##### Data to process #####

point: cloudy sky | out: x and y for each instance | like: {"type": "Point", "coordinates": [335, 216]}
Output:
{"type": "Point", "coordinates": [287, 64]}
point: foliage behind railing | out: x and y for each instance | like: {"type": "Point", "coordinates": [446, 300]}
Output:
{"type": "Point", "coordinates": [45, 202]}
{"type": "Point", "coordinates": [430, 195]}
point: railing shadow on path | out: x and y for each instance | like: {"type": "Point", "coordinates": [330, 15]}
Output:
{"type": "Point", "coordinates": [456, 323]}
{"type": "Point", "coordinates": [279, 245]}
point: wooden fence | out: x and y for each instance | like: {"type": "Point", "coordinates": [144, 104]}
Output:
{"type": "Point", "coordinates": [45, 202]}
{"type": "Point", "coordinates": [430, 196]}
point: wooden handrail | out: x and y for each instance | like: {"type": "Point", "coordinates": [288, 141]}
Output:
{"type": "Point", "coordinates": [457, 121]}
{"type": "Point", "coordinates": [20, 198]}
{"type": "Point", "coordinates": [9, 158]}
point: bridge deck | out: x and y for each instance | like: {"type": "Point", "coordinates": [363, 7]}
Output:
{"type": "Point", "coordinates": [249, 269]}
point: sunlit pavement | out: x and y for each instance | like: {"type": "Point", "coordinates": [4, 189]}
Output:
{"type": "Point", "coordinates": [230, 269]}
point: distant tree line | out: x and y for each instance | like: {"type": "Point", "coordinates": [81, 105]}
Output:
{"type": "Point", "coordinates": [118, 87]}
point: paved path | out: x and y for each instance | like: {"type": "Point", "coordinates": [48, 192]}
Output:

#####

*Task*: Repeat the items unchanged, starting at the line that has "point: foliage behind" and stopping after the last line of the items.

*Result of the task*:
point: foliage behind railing | out: x and y for each instance | like: {"type": "Point", "coordinates": [446, 300]}
Output:
{"type": "Point", "coordinates": [45, 202]}
{"type": "Point", "coordinates": [430, 195]}
point: railing shadow on path | out: x and y for each instance | like: {"type": "Point", "coordinates": [330, 15]}
Output:
{"type": "Point", "coordinates": [456, 323]}
{"type": "Point", "coordinates": [279, 245]}
point: wooden fence | out: x and y for each instance | like: {"type": "Point", "coordinates": [144, 104]}
Output:
{"type": "Point", "coordinates": [45, 202]}
{"type": "Point", "coordinates": [430, 196]}
point: wooden handrail | out: x and y for each instance | like: {"type": "Point", "coordinates": [288, 141]}
Output:
{"type": "Point", "coordinates": [457, 121]}
{"type": "Point", "coordinates": [20, 198]}
{"type": "Point", "coordinates": [9, 158]}
point: bridge deck | out: x and y for each instance | like: {"type": "Point", "coordinates": [363, 7]}
Output:
{"type": "Point", "coordinates": [249, 269]}
point: sunlit pavement | out: x and y for each instance | like: {"type": "Point", "coordinates": [4, 189]}
Output:
{"type": "Point", "coordinates": [230, 269]}
point: distant tree line | out: x and y for each instance | like: {"type": "Point", "coordinates": [81, 105]}
Output:
{"type": "Point", "coordinates": [118, 87]}
point: paved path | out: x and y for each instance | like: {"type": "Point", "coordinates": [48, 192]}
Output:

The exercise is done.